Tasks to complete:
• a. Repeat everything from "So like it or" down to "threads in node.js." in the text on Node.js and multitasking, word for word.
• b. Carry on the text about Node.js and multitasking, picking up after its last sentence.

Page text:
···

Back in the old days with single cores and lower clock speeds we tried various ways to make software work fast and parallel. in DOS days we use to run one program at a time. Than in windows we started running multiple applications (processes) together. Concepts like preemptive and non-preemptive (or cooperative) where tested. we know now that preemptive was the answer for better multi-processing task on single core computers. Along came the concepts of processes/tasks and context switching. Than the concept of thread to further reduce the burden of process context switching. Thread where coined as light weight alternative to spawning new processes.

So like it or not signal thread or not multi-core or single core your processes will be preempted and time sliced by the OS.

Nodejs is a single process and provides async mechanism. Here jobs are dispatched to under lying OS to perform tasks while we waiting in an event loop for the task to finish. Once we get a green signal from OS we perform what ever we need to do. Now in a way this is cooperative/non-preemptive multi-tasking, so we should never block the event loop for a very long period of time other wise we will degrade our application very fast.
So if there is ever a task that is blocking in nature or is very time consuming we will have to branch it out to the preemptive world of OS and threads. there are good examples of this is in the libuv documentation. Also if you read the documentation further you find that FileI/O is handled in threads in node.js.

···

Material:
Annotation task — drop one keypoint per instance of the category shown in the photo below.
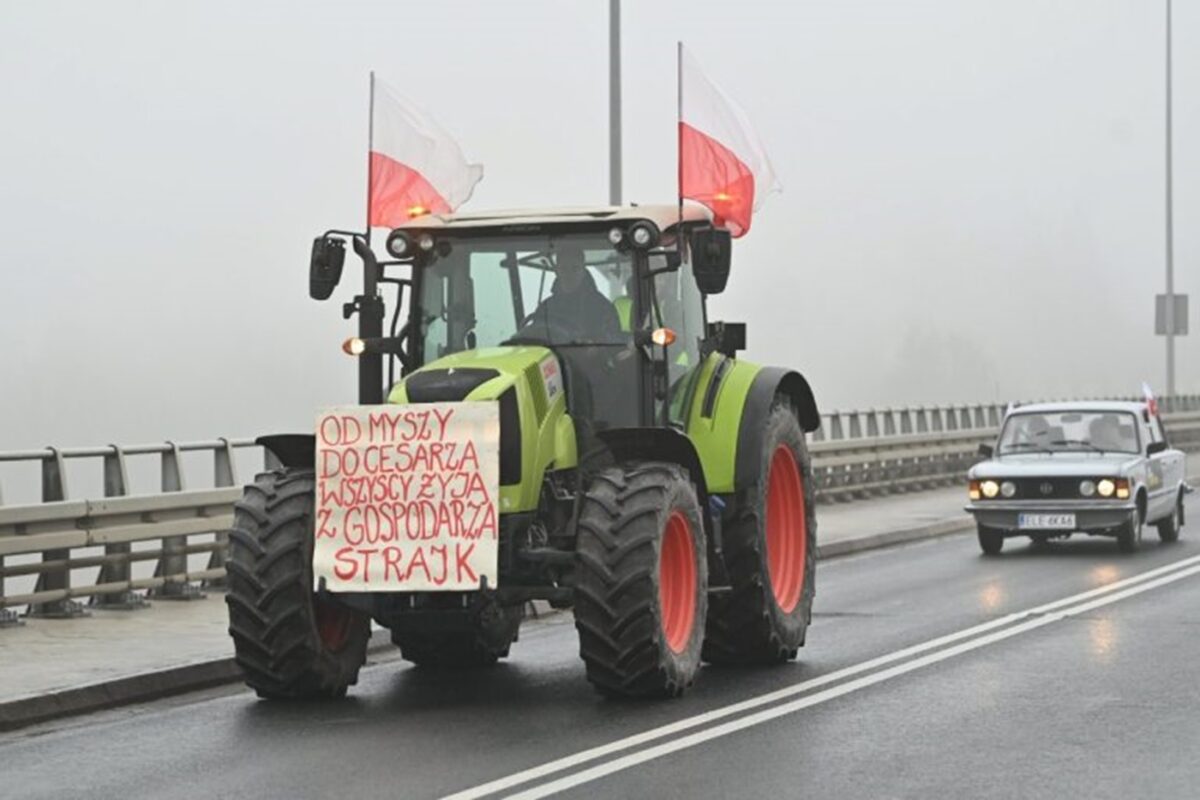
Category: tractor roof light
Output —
(663, 336)
(399, 245)
(643, 235)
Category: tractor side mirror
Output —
(325, 266)
(729, 337)
(711, 254)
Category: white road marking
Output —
(687, 723)
(725, 729)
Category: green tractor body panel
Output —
(714, 419)
(537, 433)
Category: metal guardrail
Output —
(59, 527)
(856, 455)
(869, 453)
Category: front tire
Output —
(642, 583)
(771, 554)
(991, 541)
(1169, 528)
(289, 641)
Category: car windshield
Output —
(1069, 431)
(541, 288)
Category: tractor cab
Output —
(612, 293)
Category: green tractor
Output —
(648, 479)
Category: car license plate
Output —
(1047, 521)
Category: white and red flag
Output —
(723, 163)
(417, 168)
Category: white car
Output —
(1097, 468)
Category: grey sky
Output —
(972, 205)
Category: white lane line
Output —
(727, 728)
(600, 751)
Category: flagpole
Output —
(370, 149)
(679, 133)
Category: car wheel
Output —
(1169, 528)
(991, 541)
(1129, 536)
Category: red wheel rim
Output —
(677, 582)
(334, 623)
(787, 533)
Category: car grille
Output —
(1048, 488)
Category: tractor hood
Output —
(483, 374)
(537, 433)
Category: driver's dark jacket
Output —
(585, 312)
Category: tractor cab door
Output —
(561, 292)
(681, 308)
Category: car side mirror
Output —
(711, 256)
(325, 266)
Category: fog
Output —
(972, 206)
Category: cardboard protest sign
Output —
(407, 497)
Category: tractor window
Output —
(553, 290)
(683, 311)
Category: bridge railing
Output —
(102, 539)
(64, 549)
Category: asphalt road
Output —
(924, 677)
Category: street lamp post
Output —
(1169, 311)
(615, 102)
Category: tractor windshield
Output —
(570, 293)
(556, 290)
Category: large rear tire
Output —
(288, 641)
(991, 541)
(642, 585)
(483, 644)
(771, 553)
(1129, 536)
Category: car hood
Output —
(1060, 464)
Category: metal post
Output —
(1170, 224)
(174, 555)
(615, 102)
(223, 474)
(54, 489)
(117, 485)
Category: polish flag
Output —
(723, 164)
(415, 167)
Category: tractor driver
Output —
(575, 305)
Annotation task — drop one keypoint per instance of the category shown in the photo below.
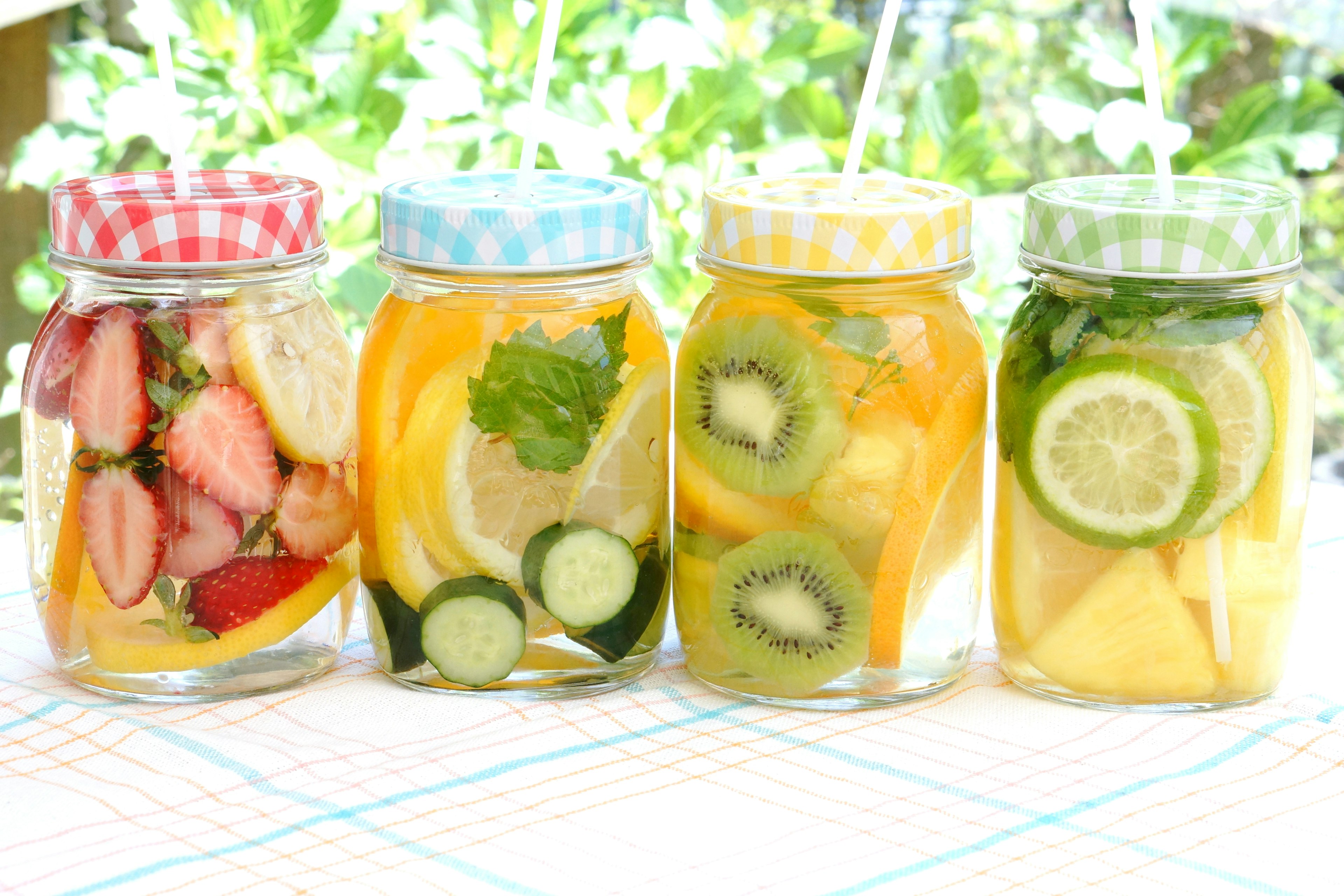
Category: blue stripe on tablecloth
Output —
(1057, 820)
(1257, 737)
(354, 814)
(31, 716)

···

Replies:
• a.
So like it or not signal thread or not multi-core or single core your processes will be preempted and time sliced by the OS.

Nodejs is a single process and provides async mechanism. Here jobs are dispatched to under lying OS to perform tasks while we waiting in an event loop for the task to finish. Once we get a green signal from OS we perform what ever we need to do. Now in a way this is cooperative/non-preemptive multi-tasking, so we should never block the event loop for a very long period of time other wise we will degrade our application very fast.
So if there is ever a task that is blocking in nature or is very time consuming we will have to branch it out to the preemptive world of OS and threads. there are good examples of this is in the libuv documentation. Also if you read the documentation further you find that FileI/O is handled in threads in node.js.

• b.
So Firstly its all in the design of our software. Secondly Context switching is always happening no matter what they tell you. Thread are there and still there for a reason, the reason is they are faster to switch in between then processes.

Under hood in node.js its all c++ and threads. And node provides c++ way to extend its functionality and to further speed out by using threads where they are a must i.e., blocking tasks such as reading from a source writing to a source, large data analysis so on so forth.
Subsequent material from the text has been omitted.